STUDY TEXT —

If you love murder mysteries, especially if you’re a fan of Agatha Christie type of novels, then this is a must read. This is a true crime novel and not a fictional tale so not knowing what the truth is in the end is both a blessing and a curse because you’ll never know if you were right. But don’t let that stop you from enjoying this novel because I loved the role I was given as member of the Cold Case Jury, trying to make up my own mind about what happened to Charles Bravo. It might sound easy but it was anything but!

This novel is quite extensive, it first took me back in time to the events leading up to the fatal events and then plays out in great detail a few possible scenarios as to what might have happened. Bravo was married to Florence Ricardo née Campbell and only four months after their marriage he became ill and died a few days later of poisoning. Five doctors stood at his deathbed, called upon by his wife Florence, but he couldn’t be saved.

There are a lot of questions surrounding his death that kept my grey cells working overtime. The first question up for debate was how the poison was administered. Was it in the red wine at dinner, or in the water in his room? You would think that this would be easily determined but those were other times and it’s clear that they gave the patient all of their attention at the time but nobody was thinking of looking for evidence or getting to the bottom of it at the most crucial time so we’re looking at opportunity here most of all.

Even though you can’t even even be absolutely sure about this truth, I found this at least the easiest one to come to a conclusion. The hard work was yet to begin: did Bravo poison himself intentionally, or perhaps accidentally? There were statements made that support this if you believe the source. But there are also a number of murder theories to excite the reader involving Florence’s housemaid Jane Cox, Florence’s ex-lover Doctor Gully and Bravo’s wife Florence herself. Whose word to believe and who lied? I couldn’t make up my mind and needed someone else’s opinion.

Data taken from a collection:
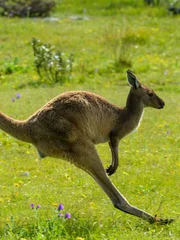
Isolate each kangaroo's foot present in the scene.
[106,165,117,176]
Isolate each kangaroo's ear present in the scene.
[127,70,141,89]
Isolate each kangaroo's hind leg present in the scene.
[68,139,167,223]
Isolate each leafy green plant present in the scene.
[32,38,74,84]
[104,27,132,72]
[3,57,28,74]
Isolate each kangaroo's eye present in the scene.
[148,92,154,97]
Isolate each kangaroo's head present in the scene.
[127,70,165,109]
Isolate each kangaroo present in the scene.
[0,70,173,224]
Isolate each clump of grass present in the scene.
[32,38,74,84]
[2,203,71,239]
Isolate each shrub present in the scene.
[32,38,73,84]
[0,0,55,17]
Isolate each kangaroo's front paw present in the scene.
[154,215,174,225]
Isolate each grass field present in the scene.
[0,0,180,240]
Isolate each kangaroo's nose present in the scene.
[160,101,165,108]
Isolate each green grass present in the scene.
[0,1,180,240]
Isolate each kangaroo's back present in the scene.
[29,91,121,144]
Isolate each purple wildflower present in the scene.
[36,204,41,209]
[58,204,64,211]
[65,213,71,218]
[30,203,34,209]
[58,213,63,217]
[16,93,21,99]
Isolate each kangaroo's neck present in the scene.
[126,90,144,118]
[124,91,144,131]
[0,112,31,142]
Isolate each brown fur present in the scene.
[0,70,172,223]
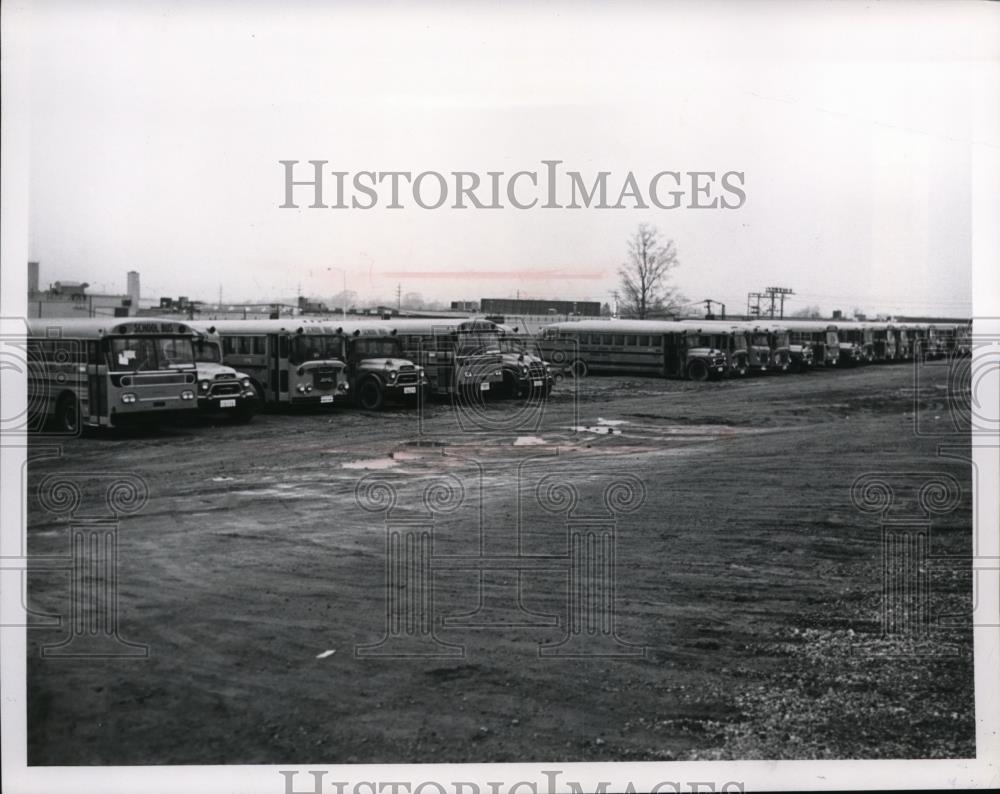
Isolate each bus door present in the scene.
[267,334,290,402]
[87,339,110,425]
[654,333,685,378]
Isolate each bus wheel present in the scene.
[500,372,521,399]
[357,378,385,411]
[231,400,257,425]
[688,361,708,381]
[56,394,80,433]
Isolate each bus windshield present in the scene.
[288,334,341,364]
[354,339,400,358]
[194,339,222,364]
[455,332,500,356]
[500,339,524,353]
[108,336,194,372]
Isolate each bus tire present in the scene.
[55,392,80,433]
[498,372,521,399]
[688,359,709,381]
[356,377,385,411]
[230,400,257,425]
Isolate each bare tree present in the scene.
[618,223,684,320]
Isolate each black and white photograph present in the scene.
[0,0,1000,794]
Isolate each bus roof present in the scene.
[191,317,337,336]
[544,320,743,334]
[373,317,498,335]
[28,317,197,339]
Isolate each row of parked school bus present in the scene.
[27,318,970,433]
[539,320,971,380]
[26,318,553,433]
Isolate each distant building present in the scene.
[479,298,601,317]
[28,262,138,317]
[125,270,142,308]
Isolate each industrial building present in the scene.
[479,298,601,317]
[27,262,139,317]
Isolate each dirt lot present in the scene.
[28,366,975,765]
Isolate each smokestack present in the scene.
[126,270,140,312]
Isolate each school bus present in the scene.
[198,317,350,406]
[27,317,198,433]
[372,318,503,396]
[318,320,427,411]
[538,320,728,381]
[780,317,840,367]
[864,321,899,361]
[497,323,554,398]
[192,323,260,422]
[679,320,753,378]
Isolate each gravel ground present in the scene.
[28,366,975,765]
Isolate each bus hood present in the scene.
[688,347,726,358]
[195,361,246,380]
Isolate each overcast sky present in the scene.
[16,1,1000,314]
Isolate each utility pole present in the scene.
[702,298,726,320]
[764,287,795,320]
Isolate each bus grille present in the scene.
[396,364,420,386]
[313,367,337,391]
[131,372,191,386]
[211,381,243,397]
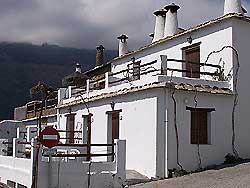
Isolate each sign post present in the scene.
[40,127,60,188]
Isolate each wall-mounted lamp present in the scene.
[187,36,193,44]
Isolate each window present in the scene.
[182,43,201,78]
[106,110,122,161]
[186,107,215,144]
[133,61,141,80]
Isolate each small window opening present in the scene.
[186,107,215,144]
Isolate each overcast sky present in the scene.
[0,0,250,50]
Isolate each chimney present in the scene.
[117,34,128,56]
[224,0,244,15]
[164,3,180,37]
[75,63,82,73]
[95,45,105,67]
[152,9,167,42]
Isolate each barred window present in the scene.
[187,107,215,144]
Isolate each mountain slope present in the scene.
[0,42,117,120]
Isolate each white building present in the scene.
[0,0,250,187]
[58,0,250,178]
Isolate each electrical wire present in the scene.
[194,88,202,170]
[205,46,240,159]
[171,89,183,170]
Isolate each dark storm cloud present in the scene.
[0,0,250,49]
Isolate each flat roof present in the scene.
[108,13,250,63]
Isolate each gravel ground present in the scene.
[131,163,250,188]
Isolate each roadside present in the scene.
[131,163,250,188]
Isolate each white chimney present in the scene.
[152,9,167,42]
[117,34,128,56]
[75,63,82,73]
[224,0,244,15]
[164,3,180,37]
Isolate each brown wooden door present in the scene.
[185,46,200,78]
[112,113,119,142]
[191,111,208,144]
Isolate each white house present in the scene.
[0,0,250,187]
[58,0,250,178]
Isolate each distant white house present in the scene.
[0,0,250,187]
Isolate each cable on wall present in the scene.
[169,71,184,171]
[171,89,183,170]
[194,88,202,170]
[205,46,240,159]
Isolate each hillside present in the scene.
[0,42,117,120]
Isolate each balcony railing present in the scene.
[69,56,225,98]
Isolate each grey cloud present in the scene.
[0,0,250,49]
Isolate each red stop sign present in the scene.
[40,127,60,148]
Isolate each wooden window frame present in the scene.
[106,110,122,161]
[186,107,215,145]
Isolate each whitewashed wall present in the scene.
[166,90,234,171]
[0,156,32,187]
[60,91,158,177]
[233,19,250,158]
[111,18,232,86]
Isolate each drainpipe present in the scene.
[164,3,180,37]
[95,45,105,67]
[224,0,244,15]
[152,9,167,42]
[117,34,128,56]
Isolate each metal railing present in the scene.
[109,59,222,85]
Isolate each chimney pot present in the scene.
[75,63,82,73]
[224,0,244,15]
[164,3,180,37]
[96,45,105,66]
[117,34,128,56]
[152,9,167,42]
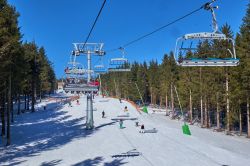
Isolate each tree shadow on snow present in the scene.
[0,102,99,165]
[72,157,128,166]
[40,160,62,166]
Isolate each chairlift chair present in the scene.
[174,0,239,66]
[108,47,131,72]
[94,56,106,74]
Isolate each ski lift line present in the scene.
[106,0,213,52]
[174,85,185,118]
[83,0,106,49]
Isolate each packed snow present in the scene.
[0,96,250,166]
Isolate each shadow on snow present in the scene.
[0,102,102,165]
[72,157,127,166]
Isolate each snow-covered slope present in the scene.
[0,97,250,166]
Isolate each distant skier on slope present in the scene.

PROBLEM TO WORK ON — Copy the passage of the review from "This novel is" up to and including "couldn’t be saved.". The lines come from a separate source and have no connection to the review.

SOLUTION BELOW —
This novel is quite extensive, it first took me back in time to the events leading up to the fatal events and then plays out in great detail a few possible scenarios as to what might have happened. Bravo was married to Florence Ricardo née Campbell and only four months after their marriage he became ill and died a few days later of poisoning. Five doctors stood at his deathbed, called upon by his wife Florence, but he couldn’t be saved.